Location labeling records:

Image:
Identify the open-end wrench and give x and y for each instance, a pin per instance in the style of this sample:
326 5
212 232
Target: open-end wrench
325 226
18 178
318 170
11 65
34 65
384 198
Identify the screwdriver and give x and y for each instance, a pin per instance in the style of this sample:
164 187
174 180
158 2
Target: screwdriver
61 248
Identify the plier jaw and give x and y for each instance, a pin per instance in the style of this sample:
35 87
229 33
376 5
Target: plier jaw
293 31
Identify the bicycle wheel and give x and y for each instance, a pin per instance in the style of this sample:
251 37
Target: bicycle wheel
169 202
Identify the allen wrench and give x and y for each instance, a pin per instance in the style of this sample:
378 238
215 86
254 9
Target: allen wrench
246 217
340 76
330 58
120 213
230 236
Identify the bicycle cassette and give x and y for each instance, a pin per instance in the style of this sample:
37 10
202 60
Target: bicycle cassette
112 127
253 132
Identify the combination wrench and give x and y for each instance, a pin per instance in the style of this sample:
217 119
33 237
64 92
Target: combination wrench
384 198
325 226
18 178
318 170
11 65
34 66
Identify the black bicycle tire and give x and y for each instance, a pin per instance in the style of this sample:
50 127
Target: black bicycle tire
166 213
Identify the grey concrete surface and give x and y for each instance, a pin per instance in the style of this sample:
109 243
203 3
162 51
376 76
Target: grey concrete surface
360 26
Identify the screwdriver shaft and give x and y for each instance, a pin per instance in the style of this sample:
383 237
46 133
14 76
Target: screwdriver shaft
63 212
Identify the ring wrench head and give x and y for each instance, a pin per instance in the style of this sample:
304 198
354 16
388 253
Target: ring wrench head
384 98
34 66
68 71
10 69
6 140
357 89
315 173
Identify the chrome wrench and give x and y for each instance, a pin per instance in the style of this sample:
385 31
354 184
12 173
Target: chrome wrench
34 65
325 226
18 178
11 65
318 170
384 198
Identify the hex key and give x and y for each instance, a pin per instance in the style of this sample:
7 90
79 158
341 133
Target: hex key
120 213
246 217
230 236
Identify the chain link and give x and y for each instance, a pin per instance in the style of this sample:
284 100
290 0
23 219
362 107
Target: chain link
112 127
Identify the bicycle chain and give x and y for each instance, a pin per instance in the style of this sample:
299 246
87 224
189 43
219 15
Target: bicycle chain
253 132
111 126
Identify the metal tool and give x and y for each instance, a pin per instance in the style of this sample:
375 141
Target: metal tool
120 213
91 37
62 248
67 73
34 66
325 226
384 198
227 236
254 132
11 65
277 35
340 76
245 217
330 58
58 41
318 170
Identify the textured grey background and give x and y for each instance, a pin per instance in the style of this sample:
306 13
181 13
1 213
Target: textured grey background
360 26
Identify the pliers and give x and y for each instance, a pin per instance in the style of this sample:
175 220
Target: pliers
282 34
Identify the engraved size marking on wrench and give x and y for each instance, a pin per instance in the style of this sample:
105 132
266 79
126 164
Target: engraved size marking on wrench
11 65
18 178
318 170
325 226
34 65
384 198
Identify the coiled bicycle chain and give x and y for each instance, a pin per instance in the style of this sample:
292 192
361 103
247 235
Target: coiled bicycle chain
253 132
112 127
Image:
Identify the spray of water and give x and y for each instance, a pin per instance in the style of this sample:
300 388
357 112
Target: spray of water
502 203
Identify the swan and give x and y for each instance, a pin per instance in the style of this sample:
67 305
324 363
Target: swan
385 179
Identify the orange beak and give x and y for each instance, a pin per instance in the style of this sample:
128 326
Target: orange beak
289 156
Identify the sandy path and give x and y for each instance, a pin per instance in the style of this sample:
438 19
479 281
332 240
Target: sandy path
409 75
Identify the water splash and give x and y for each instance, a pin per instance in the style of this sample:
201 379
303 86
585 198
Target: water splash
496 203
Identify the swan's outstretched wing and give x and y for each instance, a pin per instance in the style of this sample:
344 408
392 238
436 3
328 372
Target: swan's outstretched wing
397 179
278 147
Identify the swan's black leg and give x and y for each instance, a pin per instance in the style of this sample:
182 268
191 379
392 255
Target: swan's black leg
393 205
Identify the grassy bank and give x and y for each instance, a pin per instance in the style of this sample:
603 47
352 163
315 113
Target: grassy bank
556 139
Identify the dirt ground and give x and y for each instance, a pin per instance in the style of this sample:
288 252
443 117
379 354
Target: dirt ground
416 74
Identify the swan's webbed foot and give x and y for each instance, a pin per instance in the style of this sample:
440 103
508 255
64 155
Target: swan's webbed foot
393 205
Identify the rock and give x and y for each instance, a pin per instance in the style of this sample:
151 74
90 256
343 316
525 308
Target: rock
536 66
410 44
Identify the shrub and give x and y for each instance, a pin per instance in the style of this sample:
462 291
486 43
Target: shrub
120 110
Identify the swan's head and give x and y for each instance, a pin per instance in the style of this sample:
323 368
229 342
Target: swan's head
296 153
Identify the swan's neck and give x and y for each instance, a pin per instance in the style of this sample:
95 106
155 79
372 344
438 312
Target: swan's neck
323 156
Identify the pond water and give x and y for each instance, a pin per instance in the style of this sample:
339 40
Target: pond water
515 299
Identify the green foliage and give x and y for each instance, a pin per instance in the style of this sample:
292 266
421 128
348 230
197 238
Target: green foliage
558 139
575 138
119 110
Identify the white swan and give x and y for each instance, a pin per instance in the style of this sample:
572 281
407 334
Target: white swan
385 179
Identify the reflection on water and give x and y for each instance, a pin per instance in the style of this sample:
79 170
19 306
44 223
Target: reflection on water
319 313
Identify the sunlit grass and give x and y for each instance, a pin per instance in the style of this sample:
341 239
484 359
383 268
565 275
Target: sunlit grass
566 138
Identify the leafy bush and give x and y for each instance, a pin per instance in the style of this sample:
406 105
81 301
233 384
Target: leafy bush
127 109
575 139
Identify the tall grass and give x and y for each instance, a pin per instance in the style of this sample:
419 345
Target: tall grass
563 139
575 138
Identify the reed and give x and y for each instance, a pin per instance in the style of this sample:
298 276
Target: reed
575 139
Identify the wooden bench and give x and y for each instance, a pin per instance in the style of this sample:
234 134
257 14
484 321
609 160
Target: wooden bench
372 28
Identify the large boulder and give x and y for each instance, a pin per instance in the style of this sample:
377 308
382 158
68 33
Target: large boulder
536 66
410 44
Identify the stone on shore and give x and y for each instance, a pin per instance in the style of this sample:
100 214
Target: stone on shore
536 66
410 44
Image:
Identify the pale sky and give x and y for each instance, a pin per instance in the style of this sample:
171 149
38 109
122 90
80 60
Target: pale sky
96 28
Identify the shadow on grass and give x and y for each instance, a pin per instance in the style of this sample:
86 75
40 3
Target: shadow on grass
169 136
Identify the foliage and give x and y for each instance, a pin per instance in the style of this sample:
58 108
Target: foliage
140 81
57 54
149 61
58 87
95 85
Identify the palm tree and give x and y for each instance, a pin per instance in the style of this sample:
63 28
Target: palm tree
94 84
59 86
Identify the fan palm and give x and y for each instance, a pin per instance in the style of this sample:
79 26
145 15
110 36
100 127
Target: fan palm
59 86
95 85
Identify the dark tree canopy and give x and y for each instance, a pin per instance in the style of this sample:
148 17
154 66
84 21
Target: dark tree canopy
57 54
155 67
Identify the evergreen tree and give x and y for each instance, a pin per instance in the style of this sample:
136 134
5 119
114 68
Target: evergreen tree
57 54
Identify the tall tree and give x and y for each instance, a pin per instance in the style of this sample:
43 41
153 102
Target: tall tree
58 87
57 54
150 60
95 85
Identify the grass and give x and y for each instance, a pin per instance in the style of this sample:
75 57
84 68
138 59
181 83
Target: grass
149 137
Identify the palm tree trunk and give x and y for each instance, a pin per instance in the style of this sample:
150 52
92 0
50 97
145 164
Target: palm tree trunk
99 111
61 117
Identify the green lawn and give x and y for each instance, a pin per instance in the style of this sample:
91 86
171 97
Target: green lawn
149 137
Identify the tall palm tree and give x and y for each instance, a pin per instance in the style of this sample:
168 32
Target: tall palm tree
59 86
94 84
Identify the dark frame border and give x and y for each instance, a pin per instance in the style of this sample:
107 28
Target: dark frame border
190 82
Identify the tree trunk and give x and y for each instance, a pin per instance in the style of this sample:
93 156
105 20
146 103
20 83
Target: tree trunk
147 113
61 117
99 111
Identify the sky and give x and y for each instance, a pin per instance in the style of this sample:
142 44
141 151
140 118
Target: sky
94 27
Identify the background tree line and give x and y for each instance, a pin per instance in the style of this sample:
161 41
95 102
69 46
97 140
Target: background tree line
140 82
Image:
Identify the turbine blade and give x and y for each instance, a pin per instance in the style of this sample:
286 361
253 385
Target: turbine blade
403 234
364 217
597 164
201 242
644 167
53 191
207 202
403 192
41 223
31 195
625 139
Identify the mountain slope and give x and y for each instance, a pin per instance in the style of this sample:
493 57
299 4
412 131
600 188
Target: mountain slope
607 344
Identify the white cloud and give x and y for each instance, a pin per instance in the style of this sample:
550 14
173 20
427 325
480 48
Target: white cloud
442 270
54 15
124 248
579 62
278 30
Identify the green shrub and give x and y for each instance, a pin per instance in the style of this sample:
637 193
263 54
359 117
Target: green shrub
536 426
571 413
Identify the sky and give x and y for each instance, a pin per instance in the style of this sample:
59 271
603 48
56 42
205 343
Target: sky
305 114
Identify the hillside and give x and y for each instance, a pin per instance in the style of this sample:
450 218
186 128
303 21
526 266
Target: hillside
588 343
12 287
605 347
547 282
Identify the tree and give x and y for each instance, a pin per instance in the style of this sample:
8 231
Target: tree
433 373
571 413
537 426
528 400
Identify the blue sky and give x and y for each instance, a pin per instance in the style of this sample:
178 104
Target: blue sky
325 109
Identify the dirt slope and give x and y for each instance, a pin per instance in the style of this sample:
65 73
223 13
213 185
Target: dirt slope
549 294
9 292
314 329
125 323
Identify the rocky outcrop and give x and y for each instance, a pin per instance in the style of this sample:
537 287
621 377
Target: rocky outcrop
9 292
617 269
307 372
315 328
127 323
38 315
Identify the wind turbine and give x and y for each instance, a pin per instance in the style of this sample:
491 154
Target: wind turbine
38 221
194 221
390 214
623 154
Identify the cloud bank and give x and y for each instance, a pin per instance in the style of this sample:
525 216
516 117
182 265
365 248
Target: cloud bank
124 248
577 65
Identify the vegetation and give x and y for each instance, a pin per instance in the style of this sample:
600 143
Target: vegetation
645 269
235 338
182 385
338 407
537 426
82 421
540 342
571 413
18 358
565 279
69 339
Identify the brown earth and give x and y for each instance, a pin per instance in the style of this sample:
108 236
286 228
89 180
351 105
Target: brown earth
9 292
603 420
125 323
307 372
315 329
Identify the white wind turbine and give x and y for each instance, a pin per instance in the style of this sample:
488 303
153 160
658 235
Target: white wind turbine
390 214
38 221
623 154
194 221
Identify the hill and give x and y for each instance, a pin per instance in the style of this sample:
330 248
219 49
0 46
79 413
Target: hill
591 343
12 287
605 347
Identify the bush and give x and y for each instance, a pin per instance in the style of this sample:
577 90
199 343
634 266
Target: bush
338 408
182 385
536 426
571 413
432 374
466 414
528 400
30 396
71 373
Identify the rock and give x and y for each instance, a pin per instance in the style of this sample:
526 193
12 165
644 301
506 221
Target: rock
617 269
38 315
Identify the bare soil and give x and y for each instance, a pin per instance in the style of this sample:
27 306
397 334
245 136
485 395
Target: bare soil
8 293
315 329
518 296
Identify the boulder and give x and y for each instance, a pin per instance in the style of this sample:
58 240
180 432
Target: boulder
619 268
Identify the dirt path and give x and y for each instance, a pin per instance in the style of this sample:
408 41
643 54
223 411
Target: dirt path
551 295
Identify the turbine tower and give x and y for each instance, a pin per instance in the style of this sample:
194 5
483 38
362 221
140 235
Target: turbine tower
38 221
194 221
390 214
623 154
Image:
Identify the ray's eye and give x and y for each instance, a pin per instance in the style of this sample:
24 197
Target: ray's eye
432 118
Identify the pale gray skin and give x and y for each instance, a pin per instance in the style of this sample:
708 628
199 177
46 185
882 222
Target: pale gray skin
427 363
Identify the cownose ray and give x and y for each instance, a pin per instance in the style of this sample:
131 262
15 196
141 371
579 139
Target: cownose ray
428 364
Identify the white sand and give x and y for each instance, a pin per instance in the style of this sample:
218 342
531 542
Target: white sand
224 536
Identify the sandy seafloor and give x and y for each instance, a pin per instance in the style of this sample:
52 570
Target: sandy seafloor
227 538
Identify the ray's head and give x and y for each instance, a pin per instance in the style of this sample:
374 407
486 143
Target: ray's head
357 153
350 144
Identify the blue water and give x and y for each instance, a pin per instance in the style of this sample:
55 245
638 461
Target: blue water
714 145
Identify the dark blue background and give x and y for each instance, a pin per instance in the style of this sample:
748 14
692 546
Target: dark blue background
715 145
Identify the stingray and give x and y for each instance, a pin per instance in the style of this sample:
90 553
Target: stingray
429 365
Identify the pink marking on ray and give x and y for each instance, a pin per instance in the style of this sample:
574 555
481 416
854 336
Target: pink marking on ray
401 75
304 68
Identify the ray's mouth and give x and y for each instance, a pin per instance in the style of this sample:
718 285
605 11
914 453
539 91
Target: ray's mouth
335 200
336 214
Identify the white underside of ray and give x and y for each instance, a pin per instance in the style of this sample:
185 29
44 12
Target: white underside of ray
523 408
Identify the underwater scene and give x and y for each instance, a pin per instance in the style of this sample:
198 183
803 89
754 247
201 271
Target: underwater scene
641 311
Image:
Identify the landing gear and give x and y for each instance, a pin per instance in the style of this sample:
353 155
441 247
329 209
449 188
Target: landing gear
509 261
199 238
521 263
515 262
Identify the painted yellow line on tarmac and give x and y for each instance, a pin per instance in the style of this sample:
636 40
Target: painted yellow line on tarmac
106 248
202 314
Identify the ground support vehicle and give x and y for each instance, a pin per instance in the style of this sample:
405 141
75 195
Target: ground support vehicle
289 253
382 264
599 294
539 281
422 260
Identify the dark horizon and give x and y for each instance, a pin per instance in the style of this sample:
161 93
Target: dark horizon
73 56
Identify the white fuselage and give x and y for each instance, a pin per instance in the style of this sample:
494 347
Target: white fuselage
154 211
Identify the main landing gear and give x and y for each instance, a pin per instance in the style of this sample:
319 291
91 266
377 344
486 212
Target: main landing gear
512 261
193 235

**Task brief**
Only the lines from the one that contains "Identify the ray's mouth" through the last line should be repeated, each exactly as it stands, with both ends included.

**Expected output**
Identify the ray's mouth and give x and y for each instance, a pin per instance in the style of this sample:
718 285
605 11
914 453
539 91
Target: ray's mouth
335 200
336 214
Identify the white underside of ray and give x and y for each instance, a pin per instance in the style of this sample:
185 29
44 12
Target: white underside of ray
523 408
Identify the underwater scene and give x and y for each instance, a pin per instance in the style of this sample:
198 183
803 89
754 247
201 271
Target: underwater scene
641 311
Image:
Identify the landing gear and give x and y for each instance, a pin per instance in the style of this sample:
353 155
441 247
329 209
449 188
Target: landing gear
509 261
199 238
521 263
515 262
Identify the painted yellow line on tarmac and give x and y for each instance, a pin per instance in the style of this sample:
636 40
Target: painted yellow line on tarmac
106 248
202 314
Identify the ground support vehicle and give x and y for each instance, a pin per instance in the style of this sample:
405 141
75 195
Target: ground support vehicle
289 253
382 264
599 294
539 281
422 260
Identify the dark horizon and give x and y for each instance, a pin per instance in the style of this sample:
161 93
Target: dark horizon
73 56
Identify the white fuselage and give x and y for each instance, a pin per instance in the style of this sample:
494 347
Target: white fuselage
154 211
Identify the main landing gear and give x and y for each instance, a pin per instance in the style of this sample:
319 291
91 266
377 344
486 212
Target: main landing gear
512 261
193 235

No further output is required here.